── Fragmento proporcionado ──

Situada en estrecho valle, al parecer lugar nada a propósito para la fundación y crecimiento de una capital, es de difícil acceso, tanto que con reducido número de gente es posible hacerla inexpugnable.
Por el lado del suroeste se llega a ella por un escarpado sendero, y por el de levante, por un desfiladero sumamente angosto que lleva el nombre de Es-Sik, la hendidura, y no es en efecto sino una quiebra en la enorme mole de rocas que sería dividida en dos mitades por alguna conmoción violenta, dejando entre ambas una especie de pasadizo de dos kilómetros y medio de largo por cinco o seis metros de anchura, con la particularidad de describir numerosas revueltas.
A ambos lados de la cañada que lo precede se ven grutas sepulcrales y monolitos, desprendidos de las peñascosas laderas, y por el centro serpentea un arroyo cuyas aguas derivan del Ain-Musa, fuente que, según tradición local, brotó milagrosamente por mandato y al impulso de la vara de Moisés. A igual causa se debió también, dicen los naturales, la hendedura antes dicha, cuya entrada oriental es en realidad imponente; a unos treinta metros de altura atraviesa de una peña a otra la atrevida bóveda de un puente-acueducto que con las pilastras y hornacinas para estatuas que la adornan le dan el aspecto de triunfal y grandioso vestíbulo.
Sigue el camino por entre dos inmensos muros de roca, de cien metros de altura en varios sitios, muros que a veces parecen juntarse en su parte superior hasta el punto de interceptar casi la vista del cielo y por lo mismo la claridad del día.
El riachuelo que surca la cañada penetra y corre murmurando a lo largo del Sik, donde en otro tiempo estuvo encauzado en un canalizo lateral abierto en la peña, entre cuyas baldosas, rotas o fuera de lugar, han arraigado y crecido lozanos grupos de adelfas. De esta manera, en medio de una semioscuridad, anda el viajero unos treinta minutos para experimentar gratísima sorpresa al verse de pronto inundado de luz y a su resplandor ver un monumento incomparable en su conjunto lo mismo que en los pormenores.
Lo llaman los árabes Khazneh-Faraun (tesoro de Faraón), por creer que un faraón de Egipto guardó en aquel sitio sus tesoros. La inesperada aparición del bello edificio, que debe a su situación en la confluencia del Sik con otro desfiladero la luz deslumbradora que lo baña, tiene mucho de fantástico y ha causado la admiración y el embeleso de cuantos lo han visto.

───

Instrucciones de trabajo:
[a] Responde a estas preguntas con lo que dice el fragmento:
(i) ¿Qué significa el nombre Es-Sik?
(ii) ¿Qué plantas han crecido entre las baldosas del antiguo canal del Sik?
(iii) ¿Por qué llaman los árabes Khazneh-Faraun al edificio?
[b] Cita del fragmento el pasaje que va desde "Sigue el camino" hasta "claridad del día.", incluidas ambas partes.
Los datos no guardan relación alguna con el fragmento.

── Datos proporcionados ──

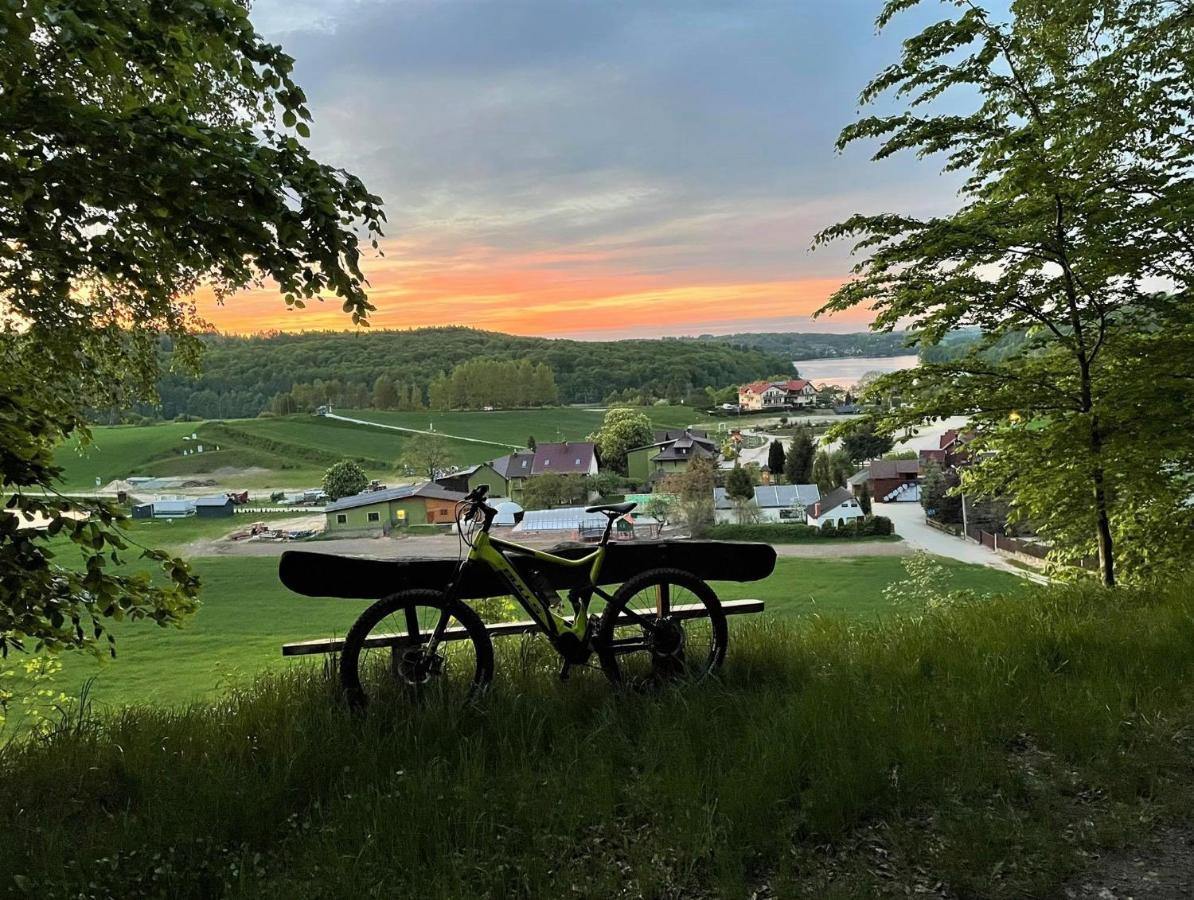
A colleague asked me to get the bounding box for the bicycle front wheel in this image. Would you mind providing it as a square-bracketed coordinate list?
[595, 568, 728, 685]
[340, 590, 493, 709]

───

Las respuestas:
[a]
(i) Significa "la hendidura".
(ii) Han crecido grupos de adelfas.
(iii) Lo llaman así porque creen que un faraón de Egipto guardó sus tesoros en aquel sitio.

[b]
Sigue el camino por entre dos inmensos muros de roca, de cien metros de altura en varios sitios, muros que a veces parecen juntarse en su parte superior hasta el punto de interceptar casi la vista del cielo y por lo mismo la claridad del día.